Queen’s Park schoolboy hopes to raise £500,000 for vital cancer treatment in Singapore
PUBLISHED: 14:40 18 November 2020 | UPDATED: 23:08 20 November 2020
A Queen’s Park school boy hopes to raise £500,000 so he can access vital treatment in Singapore to cure his cancer.
Kiran Talluri has dreams of becoming a games developer and enjoying his adult life, but his leukaemia returned this month.
The 16-year-old’s only chance is a trial at the University Hospital in Singapore (NUS), one of only three hospitals in the world where the revolutionary CAR T-Cell therapy is available.
A GoFundMe page raised £196,000 in 24 hours, but £300,000 more is needed to access the treatment in December.
The Queen’s Park Community School pupil, who lives in Kilburn, was diagnosed with a very aggressive form of leukaemia (T-ALL) in January when he was 15.
Despite undergoing intense treatment in the last nine months, including a bone marrow transplant from his nine-year-old sister on September 4, he was told by his doctors on November 6 that the cancer has come back even more aggressively this time, and there is now nothing else they can do.
“I have gone through lots of complications and some of my organs have been damaged but there has always been a relatively good and speedy recovery,” he said. “I have been doing my best to recover from every step, physically and emotionally, but unfortunately the relapse of my cancer wasn’t something that was in our hands.
“Last Wednesday, I noticed my eye twitching and I knew something was going wrong: the leukaemia had come back, only two months after my bone marrow transplant.”
Kiran, who was born in Spain, added: “I would like to go back to my ordinary teenage life, to carry on with my A Levels, to go back to my volleyball, to travel back home to Mallorca and Montoliu, to study computer science at uni, but also to simply enjoy life along with my beloved ones; my three sisters, my mum and dad and all my relatives and friends.”

Your objective: Rewrite the stretch of the article about Kiran Talluri from "Kiran Talluri has" through "therapy is available.", renaming "games developer" as "software engineer".

Entries supplied:

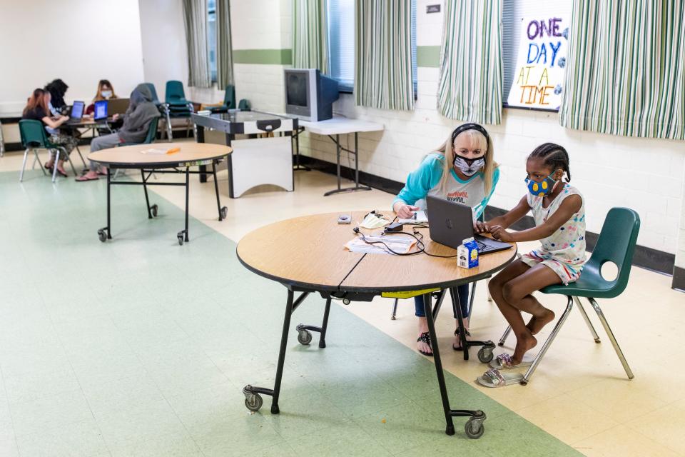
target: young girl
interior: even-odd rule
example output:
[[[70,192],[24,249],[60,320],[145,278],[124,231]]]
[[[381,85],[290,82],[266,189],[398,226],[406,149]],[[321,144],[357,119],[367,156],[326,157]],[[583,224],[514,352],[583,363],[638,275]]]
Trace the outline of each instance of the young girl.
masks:
[[[59,126],[68,121],[69,117],[61,114],[53,116],[50,114],[49,107],[50,99],[50,92],[42,89],[34,90],[34,93],[29,97],[21,119],[33,119],[42,122],[45,129],[50,134],[50,142],[63,146],[66,151],[66,154],[71,154],[71,151],[76,147],[76,139],[59,130]],[[54,151],[51,151],[50,160],[45,163],[45,168],[51,169],[54,166],[56,155]],[[64,170],[65,160],[66,160],[66,157],[61,155],[59,160],[57,161],[57,173],[63,176],[66,176],[66,171]]]
[[[512,210],[485,224],[485,229],[502,241],[542,243],[490,281],[490,294],[516,335],[514,354],[497,357],[495,365],[500,368],[529,365],[522,363],[524,354],[537,343],[534,336],[554,318],[554,313],[532,293],[546,286],[576,281],[585,263],[585,207],[578,190],[567,184],[571,171],[566,149],[554,143],[539,146],[528,156],[526,171],[528,194]],[[529,211],[535,227],[519,232],[506,230]],[[528,323],[521,311],[532,315]],[[489,371],[498,378],[494,371]],[[497,379],[492,381],[494,386],[498,386]]]
[[[457,127],[437,151],[428,154],[419,168],[409,174],[407,184],[392,203],[392,209],[400,218],[411,217],[413,211],[426,209],[427,196],[438,196],[471,206],[475,221],[485,209],[499,179],[499,170],[487,131],[477,124],[465,124]],[[481,231],[475,222],[474,227]],[[482,224],[480,228],[484,229]],[[469,335],[468,285],[459,286],[457,293],[465,331]],[[423,298],[415,297],[415,304],[419,318],[417,349],[425,356],[432,356]],[[457,325],[452,348],[461,351],[458,321]]]

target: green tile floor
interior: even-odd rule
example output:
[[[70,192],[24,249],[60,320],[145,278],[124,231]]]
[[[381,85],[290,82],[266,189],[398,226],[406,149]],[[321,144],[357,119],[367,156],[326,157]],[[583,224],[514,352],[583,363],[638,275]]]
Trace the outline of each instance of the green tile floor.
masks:
[[[0,173],[0,455],[567,456],[570,447],[446,373],[452,406],[481,408],[479,440],[444,433],[432,363],[343,308],[328,348],[292,331],[281,413],[243,405],[271,387],[285,289],[235,244],[139,187]],[[229,217],[230,217],[229,216]],[[310,296],[293,318],[320,321]]]

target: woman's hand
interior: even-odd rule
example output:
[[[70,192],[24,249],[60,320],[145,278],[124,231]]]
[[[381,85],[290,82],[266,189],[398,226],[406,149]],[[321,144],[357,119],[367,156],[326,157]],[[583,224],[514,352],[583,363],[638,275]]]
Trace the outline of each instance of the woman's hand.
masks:
[[[414,211],[419,211],[418,206],[412,206],[404,203],[397,202],[395,204],[392,209],[397,214],[397,217],[402,219],[407,219],[414,216]]]
[[[496,239],[507,243],[512,243],[514,241],[514,238],[512,236],[512,234],[504,230],[504,227],[502,226],[494,226],[489,228],[490,233]]]

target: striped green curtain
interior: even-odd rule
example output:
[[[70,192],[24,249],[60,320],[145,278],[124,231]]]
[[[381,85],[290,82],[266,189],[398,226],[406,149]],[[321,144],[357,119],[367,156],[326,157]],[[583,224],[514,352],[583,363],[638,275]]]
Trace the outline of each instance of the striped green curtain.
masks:
[[[501,122],[501,0],[446,0],[437,91],[442,116]]]
[[[216,85],[223,90],[233,84],[233,50],[230,44],[228,0],[216,0]]]
[[[293,0],[293,66],[328,73],[326,0]]]
[[[183,0],[183,21],[188,46],[188,85],[209,87],[209,51],[207,47],[207,0]]]
[[[357,104],[414,109],[410,0],[357,0],[355,6]]]
[[[683,0],[577,0],[564,127],[685,139]]]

Result:
Kiran Talluri has dreams of becoming a software engineer and enjoying his adult life, but his leukaemia returned this month.
The 16-year-old’s only chance is a trial at the University Hospital in Singapore (NUS), one of only three hospitals in the world where the revolutionary CAR T-Cell therapy is available.